== Task ==
Please reproduce all of the data below exactly, leaving each picture out.

== Extracted information ==
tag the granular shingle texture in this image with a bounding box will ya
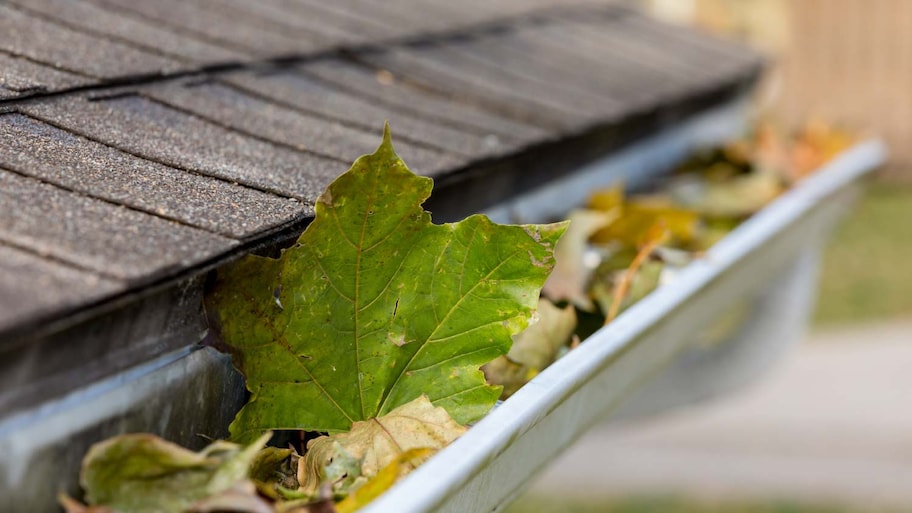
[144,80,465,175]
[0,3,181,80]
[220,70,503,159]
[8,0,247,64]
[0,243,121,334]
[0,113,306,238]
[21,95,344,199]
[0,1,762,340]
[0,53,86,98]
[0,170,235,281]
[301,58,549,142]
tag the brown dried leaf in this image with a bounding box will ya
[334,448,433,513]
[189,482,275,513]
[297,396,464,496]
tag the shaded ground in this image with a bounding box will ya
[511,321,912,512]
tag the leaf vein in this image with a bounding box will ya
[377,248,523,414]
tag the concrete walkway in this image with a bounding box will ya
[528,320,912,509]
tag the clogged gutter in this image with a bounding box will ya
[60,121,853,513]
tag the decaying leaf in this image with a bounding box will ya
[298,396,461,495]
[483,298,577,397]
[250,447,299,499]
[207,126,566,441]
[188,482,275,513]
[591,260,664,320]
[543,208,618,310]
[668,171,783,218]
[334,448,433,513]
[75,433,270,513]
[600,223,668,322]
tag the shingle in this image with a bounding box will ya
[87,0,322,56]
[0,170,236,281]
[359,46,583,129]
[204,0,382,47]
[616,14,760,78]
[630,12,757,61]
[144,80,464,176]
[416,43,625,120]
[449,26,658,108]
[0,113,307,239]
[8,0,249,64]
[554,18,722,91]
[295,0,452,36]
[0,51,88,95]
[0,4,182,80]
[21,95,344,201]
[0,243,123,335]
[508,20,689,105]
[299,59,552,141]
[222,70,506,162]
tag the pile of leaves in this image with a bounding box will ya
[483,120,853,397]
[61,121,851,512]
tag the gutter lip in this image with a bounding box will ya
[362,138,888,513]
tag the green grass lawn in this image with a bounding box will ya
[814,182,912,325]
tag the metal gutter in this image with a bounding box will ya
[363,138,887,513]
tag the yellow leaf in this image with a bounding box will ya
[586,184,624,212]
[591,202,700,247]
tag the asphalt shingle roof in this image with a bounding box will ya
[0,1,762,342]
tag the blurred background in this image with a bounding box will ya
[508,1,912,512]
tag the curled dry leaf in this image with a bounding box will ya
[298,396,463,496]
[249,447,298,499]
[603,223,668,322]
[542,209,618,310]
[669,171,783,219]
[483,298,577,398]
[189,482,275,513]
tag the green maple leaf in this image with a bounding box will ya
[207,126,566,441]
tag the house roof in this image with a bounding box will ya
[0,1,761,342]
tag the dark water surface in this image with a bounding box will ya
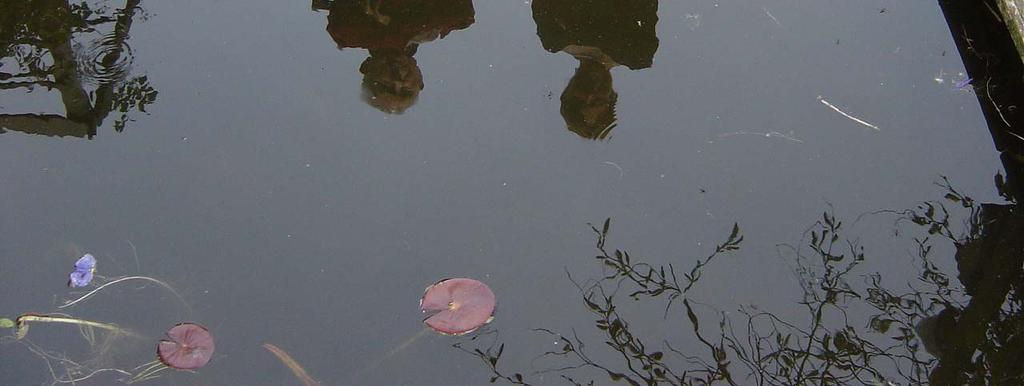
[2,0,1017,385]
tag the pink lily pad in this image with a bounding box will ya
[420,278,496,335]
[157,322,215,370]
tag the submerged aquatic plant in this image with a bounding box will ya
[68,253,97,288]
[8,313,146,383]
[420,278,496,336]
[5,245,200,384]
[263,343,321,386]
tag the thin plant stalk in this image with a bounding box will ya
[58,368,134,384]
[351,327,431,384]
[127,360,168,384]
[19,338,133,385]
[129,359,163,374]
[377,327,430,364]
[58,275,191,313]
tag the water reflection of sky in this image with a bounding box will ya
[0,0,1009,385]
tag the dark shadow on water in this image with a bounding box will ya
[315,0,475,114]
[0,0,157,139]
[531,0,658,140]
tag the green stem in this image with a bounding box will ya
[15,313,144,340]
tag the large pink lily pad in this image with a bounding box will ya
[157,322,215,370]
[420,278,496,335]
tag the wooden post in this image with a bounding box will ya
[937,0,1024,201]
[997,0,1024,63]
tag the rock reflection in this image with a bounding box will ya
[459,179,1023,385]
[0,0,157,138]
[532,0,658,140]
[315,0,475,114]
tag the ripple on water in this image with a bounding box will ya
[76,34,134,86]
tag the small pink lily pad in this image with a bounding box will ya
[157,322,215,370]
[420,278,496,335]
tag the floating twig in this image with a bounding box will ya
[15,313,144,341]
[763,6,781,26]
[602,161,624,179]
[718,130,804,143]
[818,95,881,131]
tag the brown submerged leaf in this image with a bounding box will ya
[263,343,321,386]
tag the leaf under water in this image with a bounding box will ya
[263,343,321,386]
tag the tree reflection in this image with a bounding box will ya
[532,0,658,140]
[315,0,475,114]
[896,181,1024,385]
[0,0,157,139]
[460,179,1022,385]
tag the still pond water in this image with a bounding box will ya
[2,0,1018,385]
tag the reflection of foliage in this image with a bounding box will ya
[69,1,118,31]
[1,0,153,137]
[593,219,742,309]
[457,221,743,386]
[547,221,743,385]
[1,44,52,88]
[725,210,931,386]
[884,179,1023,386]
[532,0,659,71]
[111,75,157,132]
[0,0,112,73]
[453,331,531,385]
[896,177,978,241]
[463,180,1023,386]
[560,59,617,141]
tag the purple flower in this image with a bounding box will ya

== The answer ==
tag the granular shingle texture in this image with a bounding box will ya
[144,80,465,175]
[0,3,181,80]
[220,70,503,159]
[8,0,247,64]
[0,243,121,334]
[0,113,306,238]
[21,95,344,199]
[0,1,762,340]
[0,53,86,98]
[0,170,235,281]
[301,58,549,142]
tag the brown dried leaf in this image with a bounding box will ya
[334,448,433,513]
[189,482,275,513]
[297,396,464,496]
tag the shaded ground in this image with a bounding box will ya
[511,321,912,512]
tag the leaf vein in this image with a bounding box will ya
[377,248,523,414]
tag the concrete walkway in this image with a bounding box will ya
[528,320,912,509]
tag the clogged gutter in this image with a bounding box will ya
[60,121,853,513]
tag the decaying leaf in this image with a bounding box will ya
[298,396,461,495]
[483,298,577,397]
[250,447,299,499]
[207,126,566,441]
[188,482,275,513]
[591,260,664,320]
[543,208,618,310]
[668,171,783,218]
[334,448,433,513]
[75,433,270,513]
[600,223,668,322]
tag the shingle in this image with a bounding box will ya
[87,0,322,56]
[0,170,236,281]
[359,46,583,129]
[204,0,382,47]
[616,14,760,78]
[630,12,757,61]
[144,80,464,176]
[416,43,625,120]
[449,26,658,108]
[0,113,307,239]
[8,0,249,64]
[554,18,722,91]
[295,0,452,36]
[0,51,88,95]
[0,4,182,80]
[21,95,344,201]
[0,243,123,335]
[508,20,689,105]
[299,59,552,141]
[222,70,506,162]
tag the pile of leaves in this image with a bounding box will ya
[483,120,853,397]
[61,121,851,512]
tag the gutter lip in this image with a bounding box will ya
[362,138,888,513]
tag the green grass lawn in this image with a bounding box will ya
[814,182,912,325]
tag the metal gutter in this image with a bounding box will ya
[363,138,887,513]
tag the yellow leaf in this image with a bounding box will ya
[586,184,624,212]
[591,202,700,247]
tag the asphalt shingle roof in this image with a bounding box will ya
[0,1,762,342]
tag the blurred background in this image with a bounding box will ya
[508,1,912,512]
tag the curled dry leaf in this image with a bounding box will ya
[298,396,463,496]
[249,447,298,499]
[603,223,668,322]
[542,209,618,310]
[669,171,783,219]
[483,298,577,398]
[189,482,275,513]
tag the green maple leaf in this image with a bounding box will ya
[207,126,566,441]
tag the house roof in this image with a bounding box will ya
[0,1,761,342]
tag the dark water surface in this image with a bounding box will ya
[2,0,1017,385]
tag the pink lily pad in this image with a bounding box will ya
[420,278,496,335]
[157,322,215,370]
tag the submerged aquatic plant in this image with a bounding box will ya
[68,253,97,288]
[8,313,146,383]
[420,278,496,336]
[5,245,200,384]
[263,343,321,386]
tag the thin plant stalk in this image with a bounding box will ya
[58,368,134,384]
[351,327,431,384]
[127,360,168,384]
[19,338,133,385]
[129,359,163,374]
[377,327,430,364]
[58,275,191,313]
tag the water reflection of sky in this image with a bounding box will ya
[0,0,1009,385]
tag the dark shadow on water in this image with a bounding box will ya
[315,0,475,114]
[0,0,157,139]
[531,0,658,140]
tag the green stem in this image with a bounding box will ya
[15,313,144,340]
tag the large pink lily pad in this image with a bounding box will ya
[157,322,215,370]
[420,278,496,335]
tag the wooden post in this image with a bounding box will ya
[937,0,1024,201]
[997,0,1024,63]
tag the rock reflection in this image with a bounding box will ya
[459,179,1023,385]
[0,0,157,138]
[532,0,658,140]
[315,0,475,114]
tag the ripple on water in this image with a bounding box will ya
[76,34,134,86]
tag the small pink lily pad in this image with a bounding box will ya
[157,322,215,370]
[420,278,496,335]
tag the floating twig in this image with a bounding box will ya
[15,313,144,341]
[763,6,781,26]
[602,161,624,179]
[718,130,804,143]
[818,95,881,131]
tag the brown submerged leaf in this image with a bounding box will ya
[263,343,321,386]
tag the leaf under water in this image with a bounding box will ya
[263,343,321,386]
tag the tree reflection in this image with a bounding box will ya
[532,0,658,140]
[315,0,475,114]
[896,181,1024,385]
[0,0,157,139]
[460,179,1022,385]
tag the still pond water in this image with a bounding box will ya
[2,0,1018,385]
tag the reflection of foliage in this image with a bounding box will ya
[69,1,118,31]
[1,0,153,137]
[593,219,742,309]
[457,221,743,386]
[547,221,743,385]
[1,44,52,88]
[725,210,931,386]
[884,179,1023,386]
[532,0,659,71]
[111,75,157,132]
[0,0,112,73]
[453,331,531,385]
[896,177,978,241]
[463,180,1023,386]
[560,59,617,141]
tag the purple flower in this image with a bounding box will ya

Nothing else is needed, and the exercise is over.